> **DIRECTIONS**:
From the entries below, copy every line that has the word "sandy".

(Point localization data)
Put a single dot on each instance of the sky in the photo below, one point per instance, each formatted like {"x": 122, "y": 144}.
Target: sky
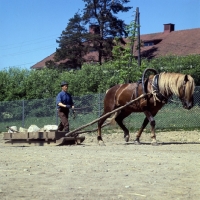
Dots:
{"x": 29, "y": 28}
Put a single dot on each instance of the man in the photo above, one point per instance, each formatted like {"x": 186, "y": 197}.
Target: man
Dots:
{"x": 64, "y": 102}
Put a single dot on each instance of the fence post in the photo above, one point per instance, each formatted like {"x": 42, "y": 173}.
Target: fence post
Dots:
{"x": 56, "y": 116}
{"x": 23, "y": 113}
{"x": 99, "y": 104}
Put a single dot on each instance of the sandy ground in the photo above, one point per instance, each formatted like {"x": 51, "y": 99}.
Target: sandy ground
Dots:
{"x": 115, "y": 171}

> **EXERCISE OUTPUT**:
Put a single dot on each instance of the sandy ground in the photo above, one point per instance, each formatted like {"x": 51, "y": 99}.
Target: sandy ground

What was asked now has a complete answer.